Task statement:
Reproduce the post below on Poul Anderson's The Avatar word for word, from "Anderson presents Ira" to "decline and decay.".

"...certain governments subsidized the departure of dissident citizens, and pressured them to accept..."
-Poul Anderson, The Avatar, VIII, p. 74.
We recognize this theme both from Anderson's Rustum History and from his Psychotechnic History. For the latter, see here. Some dissidents would not want to emigrate and/or would refuse to abandon their struggle on Earth. And the problems would still remain on Earth.
In The Avatar, extra-solar colonists also pursue personal ambitions or utopian visions, as happens during the Breakup in Anderson's Technic History.
Anderson presents Ira Quick as an unpleasant, manipulative, self-serving politician:
"...it must be I, Ira Wallace Quick, who forces destiny into shape. On the crudest level, hearing a crowd cheer me, seeing them adore me, beats taking a woman to bed." (X, p. 97)
- but then shows us that Quick has genuine concerns about suffering that he has seen on Earth.
However, do the impoverished multitude need nothing more than a perpetual welfare state administered by patronizing posers like Ira Quick? They need to play an active role in their own emancipation and destiny as the heirs of the ages and the builders of the future. Professional politicians like Quick see the masses as merely passive and get a shock when they move. Much future-building can and should be done off Earth. However, the large Terrestrial population should not allow itself to be abandoned to continued decline and decay.
20 comments:
Kaor, Paul!
I don't think if, no, WHEN space travel becomes reasonably doable, that it would be implausible to think some gov'ts on Earth would subsidize, encourage, pressure, etc., dissidents to leave for other worlds. Moreover, not all dissidents would be worthy of much, if any sympathy.
As for the problems still existing on Earth after dissidents were "encouraged" to leave, the point in that exercise was to ease pressure and buy more time for somehow managing those problems.
Nor am I surprised Ira Quick is a self serving pol, or that he enjoys adulation. It simply goes with the job. I remember Eodan, in THE GOLDEN SLAVE, being acclaimed by the mutineers he led in seizing the ship they were in. And, even forgiving Marius his Triumph, if that was what it felt like!
The problem with a pol like Ira Quick and too many others like him is that a perpetual welfare state is ALL they can think of. And all too many of the "impoverished" will settle for that if they can get by at a reasonable level of comfort using welfare. My view is that only free enterprise economics can create the kind of wealth for both the welfare and/or better solutions for poverty.

Records shown:
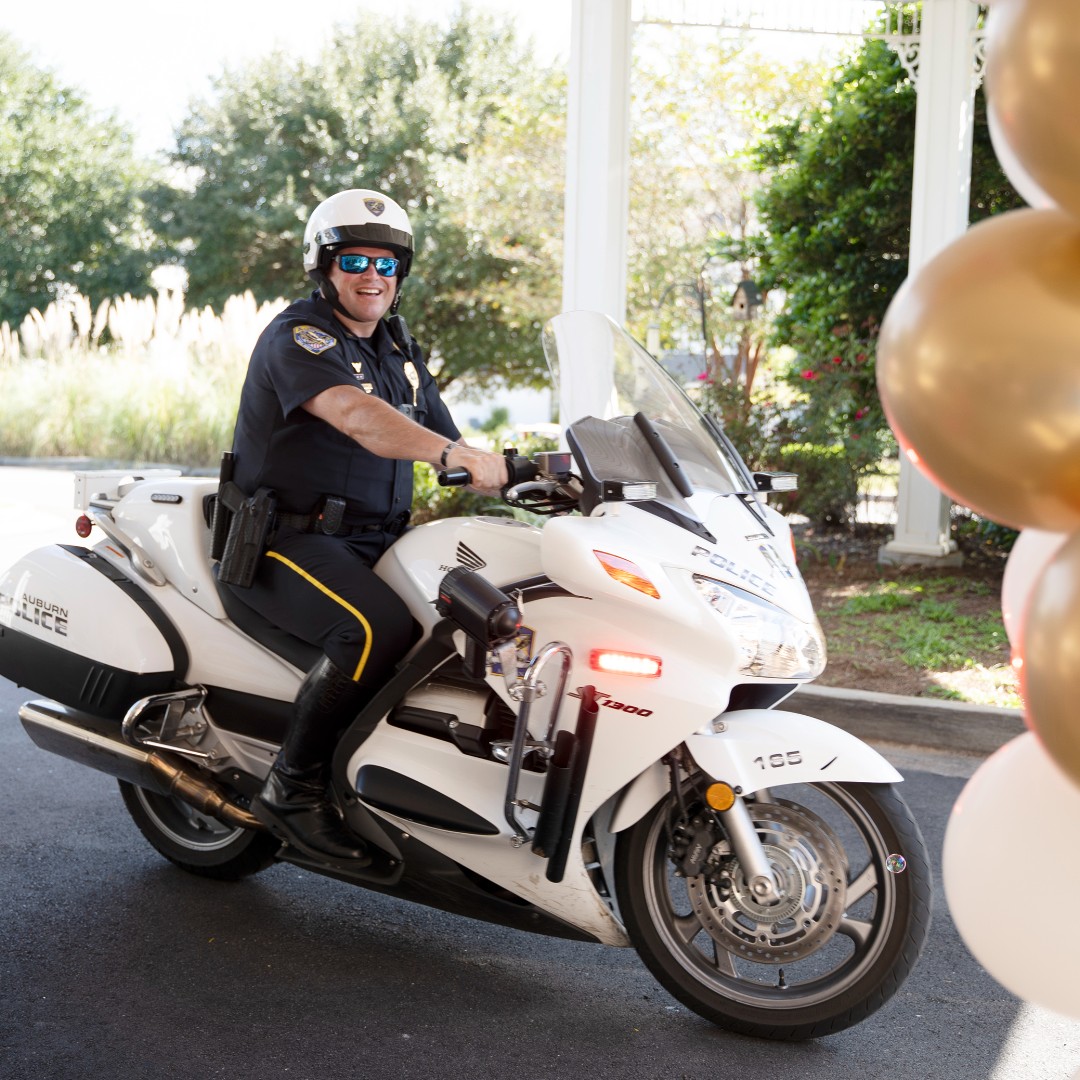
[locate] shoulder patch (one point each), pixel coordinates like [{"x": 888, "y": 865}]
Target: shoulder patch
[{"x": 313, "y": 339}]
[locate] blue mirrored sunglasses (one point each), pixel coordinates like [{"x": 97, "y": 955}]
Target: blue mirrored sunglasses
[{"x": 385, "y": 266}]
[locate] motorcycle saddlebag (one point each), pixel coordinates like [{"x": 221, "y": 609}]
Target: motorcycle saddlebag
[{"x": 76, "y": 629}]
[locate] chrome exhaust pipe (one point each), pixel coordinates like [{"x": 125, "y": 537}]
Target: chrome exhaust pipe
[{"x": 96, "y": 742}]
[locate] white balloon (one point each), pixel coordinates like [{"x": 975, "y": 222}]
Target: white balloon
[
  {"x": 1009, "y": 851},
  {"x": 1030, "y": 555}
]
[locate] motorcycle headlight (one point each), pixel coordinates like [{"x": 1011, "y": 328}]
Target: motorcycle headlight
[{"x": 772, "y": 643}]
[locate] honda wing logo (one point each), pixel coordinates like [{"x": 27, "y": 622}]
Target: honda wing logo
[{"x": 467, "y": 557}]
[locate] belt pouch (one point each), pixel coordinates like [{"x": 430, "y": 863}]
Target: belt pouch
[
  {"x": 223, "y": 510},
  {"x": 247, "y": 539}
]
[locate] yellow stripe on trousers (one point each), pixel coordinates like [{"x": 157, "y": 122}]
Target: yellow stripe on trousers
[{"x": 337, "y": 599}]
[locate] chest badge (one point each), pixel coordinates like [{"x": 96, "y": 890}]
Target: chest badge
[
  {"x": 313, "y": 339},
  {"x": 414, "y": 378}
]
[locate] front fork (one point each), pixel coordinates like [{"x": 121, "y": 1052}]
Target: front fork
[
  {"x": 743, "y": 837},
  {"x": 748, "y": 849}
]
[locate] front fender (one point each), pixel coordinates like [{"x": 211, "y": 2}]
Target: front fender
[{"x": 763, "y": 747}]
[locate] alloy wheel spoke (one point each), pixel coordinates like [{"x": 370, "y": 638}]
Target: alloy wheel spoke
[
  {"x": 858, "y": 930},
  {"x": 859, "y": 887},
  {"x": 724, "y": 961},
  {"x": 687, "y": 927}
]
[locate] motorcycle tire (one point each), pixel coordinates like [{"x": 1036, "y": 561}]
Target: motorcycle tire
[
  {"x": 196, "y": 841},
  {"x": 849, "y": 933}
]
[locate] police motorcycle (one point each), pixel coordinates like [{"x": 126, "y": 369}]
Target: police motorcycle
[{"x": 585, "y": 742}]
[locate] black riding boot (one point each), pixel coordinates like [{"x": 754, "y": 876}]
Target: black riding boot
[{"x": 294, "y": 802}]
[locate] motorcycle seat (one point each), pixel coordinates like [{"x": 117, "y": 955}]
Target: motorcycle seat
[{"x": 298, "y": 652}]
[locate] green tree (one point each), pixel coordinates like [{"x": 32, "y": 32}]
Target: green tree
[
  {"x": 698, "y": 107},
  {"x": 70, "y": 183},
  {"x": 836, "y": 216},
  {"x": 457, "y": 122}
]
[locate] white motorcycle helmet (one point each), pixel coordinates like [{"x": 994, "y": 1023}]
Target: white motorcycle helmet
[{"x": 359, "y": 216}]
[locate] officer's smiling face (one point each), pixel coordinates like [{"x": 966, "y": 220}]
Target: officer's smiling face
[{"x": 366, "y": 296}]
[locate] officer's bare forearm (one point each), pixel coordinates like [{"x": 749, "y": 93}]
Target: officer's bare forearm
[{"x": 377, "y": 426}]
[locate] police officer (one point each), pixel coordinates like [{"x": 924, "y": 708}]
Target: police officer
[{"x": 336, "y": 406}]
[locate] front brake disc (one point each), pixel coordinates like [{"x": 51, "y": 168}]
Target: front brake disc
[{"x": 811, "y": 872}]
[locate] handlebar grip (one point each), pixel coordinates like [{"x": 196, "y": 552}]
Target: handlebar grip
[{"x": 454, "y": 477}]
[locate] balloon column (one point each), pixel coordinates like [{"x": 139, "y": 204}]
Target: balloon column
[{"x": 979, "y": 370}]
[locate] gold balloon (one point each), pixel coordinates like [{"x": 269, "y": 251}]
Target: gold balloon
[
  {"x": 979, "y": 369},
  {"x": 1033, "y": 83},
  {"x": 1050, "y": 676}
]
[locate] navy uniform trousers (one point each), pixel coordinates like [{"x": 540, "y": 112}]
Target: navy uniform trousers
[{"x": 322, "y": 589}]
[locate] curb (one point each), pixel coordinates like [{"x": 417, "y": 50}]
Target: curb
[{"x": 945, "y": 726}]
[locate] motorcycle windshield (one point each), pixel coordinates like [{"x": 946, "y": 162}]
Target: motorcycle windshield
[{"x": 645, "y": 415}]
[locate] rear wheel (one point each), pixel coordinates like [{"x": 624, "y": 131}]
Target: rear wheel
[
  {"x": 196, "y": 841},
  {"x": 835, "y": 946}
]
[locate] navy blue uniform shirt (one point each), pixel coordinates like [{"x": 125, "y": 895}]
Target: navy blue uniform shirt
[{"x": 280, "y": 445}]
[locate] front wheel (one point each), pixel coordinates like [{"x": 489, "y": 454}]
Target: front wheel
[
  {"x": 838, "y": 942},
  {"x": 196, "y": 841}
]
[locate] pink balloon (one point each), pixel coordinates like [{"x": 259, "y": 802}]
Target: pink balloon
[{"x": 1012, "y": 817}]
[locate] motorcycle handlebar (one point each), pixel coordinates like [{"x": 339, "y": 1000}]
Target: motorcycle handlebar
[{"x": 518, "y": 469}]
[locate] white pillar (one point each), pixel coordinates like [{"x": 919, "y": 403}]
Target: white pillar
[
  {"x": 940, "y": 197},
  {"x": 597, "y": 193}
]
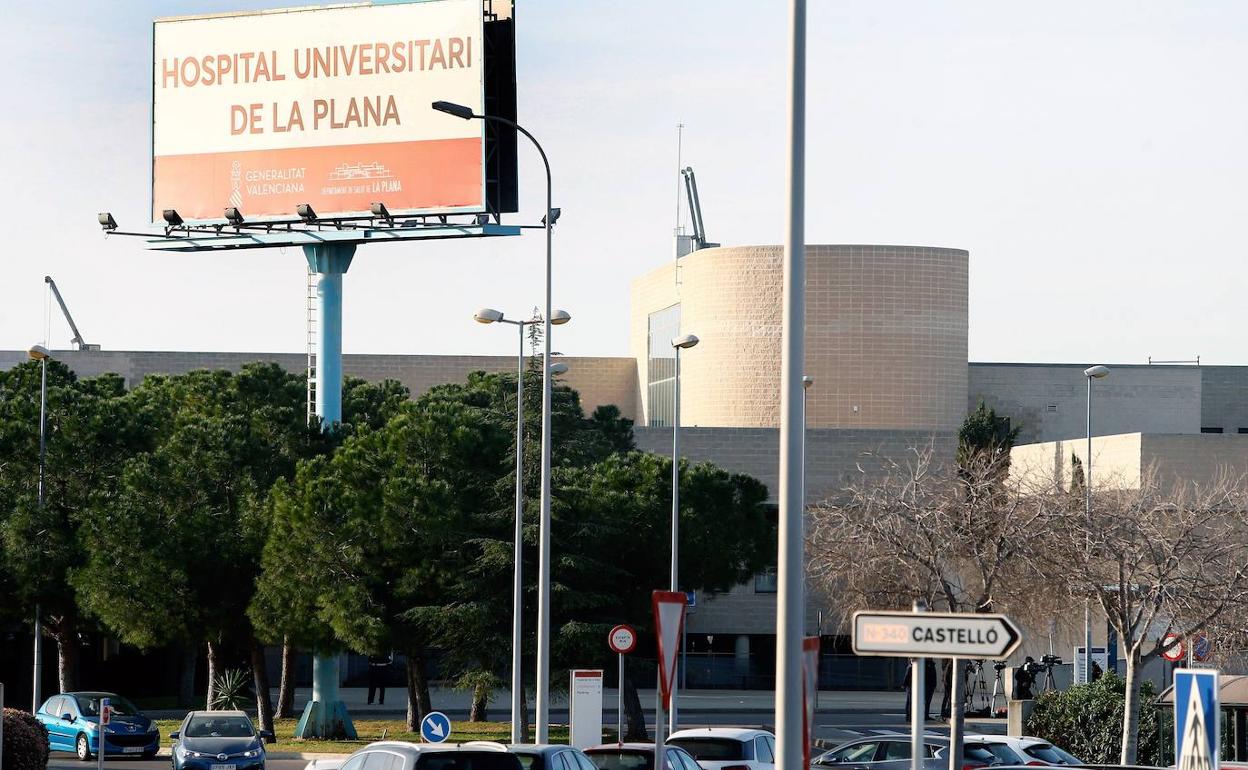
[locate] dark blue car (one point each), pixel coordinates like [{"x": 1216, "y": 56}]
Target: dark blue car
[
  {"x": 219, "y": 740},
  {"x": 73, "y": 721}
]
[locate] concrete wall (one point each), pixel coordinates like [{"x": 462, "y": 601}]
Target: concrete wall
[
  {"x": 598, "y": 380},
  {"x": 834, "y": 457},
  {"x": 1048, "y": 402},
  {"x": 885, "y": 335},
  {"x": 1123, "y": 461},
  {"x": 1224, "y": 398}
]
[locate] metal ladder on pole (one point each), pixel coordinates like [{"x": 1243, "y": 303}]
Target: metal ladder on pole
[{"x": 311, "y": 341}]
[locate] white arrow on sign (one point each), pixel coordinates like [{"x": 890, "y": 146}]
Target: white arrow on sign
[{"x": 935, "y": 634}]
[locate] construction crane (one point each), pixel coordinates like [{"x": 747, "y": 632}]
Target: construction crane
[
  {"x": 79, "y": 343},
  {"x": 698, "y": 240}
]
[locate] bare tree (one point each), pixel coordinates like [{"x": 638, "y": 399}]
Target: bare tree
[
  {"x": 956, "y": 537},
  {"x": 1158, "y": 559}
]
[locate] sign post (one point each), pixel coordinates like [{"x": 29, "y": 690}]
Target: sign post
[
  {"x": 434, "y": 728},
  {"x": 810, "y": 693},
  {"x": 1196, "y": 719},
  {"x": 921, "y": 634},
  {"x": 105, "y": 718},
  {"x": 585, "y": 708},
  {"x": 622, "y": 640},
  {"x": 669, "y": 620}
]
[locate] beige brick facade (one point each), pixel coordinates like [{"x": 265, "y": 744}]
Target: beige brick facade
[{"x": 886, "y": 330}]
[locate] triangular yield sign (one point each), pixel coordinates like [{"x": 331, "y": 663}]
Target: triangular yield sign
[{"x": 669, "y": 619}]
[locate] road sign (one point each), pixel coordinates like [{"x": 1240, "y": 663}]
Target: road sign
[
  {"x": 434, "y": 728},
  {"x": 622, "y": 639},
  {"x": 935, "y": 634},
  {"x": 669, "y": 619},
  {"x": 1202, "y": 649},
  {"x": 1176, "y": 653},
  {"x": 1196, "y": 719}
]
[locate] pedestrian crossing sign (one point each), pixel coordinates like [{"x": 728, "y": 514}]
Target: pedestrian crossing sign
[{"x": 1196, "y": 719}]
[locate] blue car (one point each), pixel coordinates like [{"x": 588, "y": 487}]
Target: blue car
[
  {"x": 73, "y": 721},
  {"x": 219, "y": 740}
]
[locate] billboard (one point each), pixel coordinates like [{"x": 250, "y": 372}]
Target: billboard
[{"x": 327, "y": 106}]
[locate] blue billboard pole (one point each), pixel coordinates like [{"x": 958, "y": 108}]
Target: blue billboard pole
[{"x": 326, "y": 714}]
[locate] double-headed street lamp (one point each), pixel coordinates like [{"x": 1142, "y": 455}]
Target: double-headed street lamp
[
  {"x": 1096, "y": 372},
  {"x": 543, "y": 668},
  {"x": 678, "y": 343},
  {"x": 487, "y": 315},
  {"x": 40, "y": 353}
]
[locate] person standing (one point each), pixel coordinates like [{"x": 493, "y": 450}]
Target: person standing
[{"x": 377, "y": 669}]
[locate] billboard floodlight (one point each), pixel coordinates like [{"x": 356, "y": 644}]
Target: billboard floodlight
[{"x": 451, "y": 107}]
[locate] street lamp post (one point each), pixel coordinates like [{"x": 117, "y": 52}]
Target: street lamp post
[
  {"x": 678, "y": 343},
  {"x": 492, "y": 316},
  {"x": 40, "y": 353},
  {"x": 543, "y": 668},
  {"x": 1096, "y": 372}
]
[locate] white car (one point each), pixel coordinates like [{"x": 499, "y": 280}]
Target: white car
[
  {"x": 1007, "y": 750},
  {"x": 728, "y": 748}
]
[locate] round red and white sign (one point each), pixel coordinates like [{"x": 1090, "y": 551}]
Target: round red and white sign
[
  {"x": 622, "y": 639},
  {"x": 1174, "y": 653}
]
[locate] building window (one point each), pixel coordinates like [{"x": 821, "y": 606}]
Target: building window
[
  {"x": 662, "y": 366},
  {"x": 765, "y": 582}
]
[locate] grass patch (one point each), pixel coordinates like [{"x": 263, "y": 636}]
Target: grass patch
[{"x": 376, "y": 729}]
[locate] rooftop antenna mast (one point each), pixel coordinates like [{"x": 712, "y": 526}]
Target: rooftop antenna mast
[{"x": 79, "y": 343}]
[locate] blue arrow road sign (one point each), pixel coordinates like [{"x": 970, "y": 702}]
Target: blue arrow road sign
[
  {"x": 434, "y": 728},
  {"x": 1196, "y": 719}
]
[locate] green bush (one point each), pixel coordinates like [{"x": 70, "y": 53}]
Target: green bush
[
  {"x": 25, "y": 741},
  {"x": 1086, "y": 720}
]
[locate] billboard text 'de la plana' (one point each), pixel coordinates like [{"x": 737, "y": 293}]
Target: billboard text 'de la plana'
[{"x": 327, "y": 106}]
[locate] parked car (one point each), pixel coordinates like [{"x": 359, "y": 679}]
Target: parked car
[
  {"x": 402, "y": 755},
  {"x": 1007, "y": 750},
  {"x": 639, "y": 756},
  {"x": 889, "y": 751},
  {"x": 219, "y": 740},
  {"x": 728, "y": 748},
  {"x": 73, "y": 721},
  {"x": 542, "y": 756}
]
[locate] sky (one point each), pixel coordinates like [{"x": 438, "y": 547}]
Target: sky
[{"x": 1091, "y": 156}]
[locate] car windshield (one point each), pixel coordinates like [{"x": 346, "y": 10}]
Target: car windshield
[
  {"x": 1051, "y": 754},
  {"x": 992, "y": 754},
  {"x": 622, "y": 760},
  {"x": 711, "y": 749},
  {"x": 90, "y": 705},
  {"x": 219, "y": 726},
  {"x": 467, "y": 760}
]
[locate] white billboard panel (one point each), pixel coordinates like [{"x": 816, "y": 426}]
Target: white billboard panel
[{"x": 325, "y": 105}]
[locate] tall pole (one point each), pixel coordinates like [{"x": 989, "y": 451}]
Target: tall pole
[
  {"x": 1087, "y": 513},
  {"x": 326, "y": 714},
  {"x": 675, "y": 519},
  {"x": 544, "y": 548},
  {"x": 38, "y": 690},
  {"x": 517, "y": 584},
  {"x": 790, "y": 568}
]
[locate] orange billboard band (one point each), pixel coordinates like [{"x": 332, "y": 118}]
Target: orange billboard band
[{"x": 434, "y": 174}]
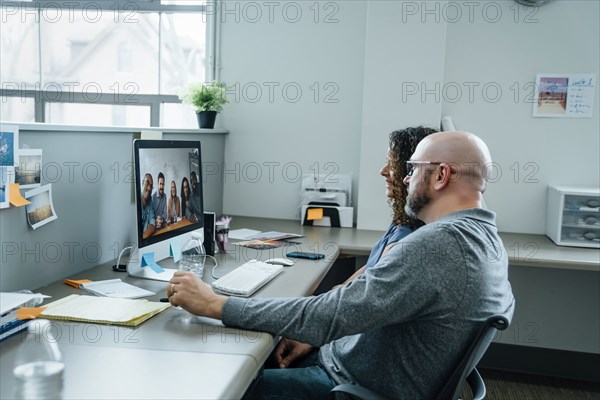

Solution to this task:
Anderson presents Ira Quick as an unpleasant, manipulative, self-serving politician:
"...it must be I, Ira Wallace Quick, who forces destiny into shape. On the crudest level, hearing a crowd cheer me, seeing them adore me, beats taking a woman to bed." (X, p. 97)
- but then shows us that Quick has genuine concerns about suffering that he has seen on Earth.
However, do the impoverished multitude need nothing more than a perpetual welfare state administered by patronizing posers like Ira Quick? They need to play an active role in their own emancipation and destiny as the heirs of the ages and the builders of the future. Professional politicians like Quick see the masses as merely passive and get a shock when they move. Much future-building can and should be done off Earth. However, the large Terrestrial population should not allow itself to be abandoned to continued decline and decay.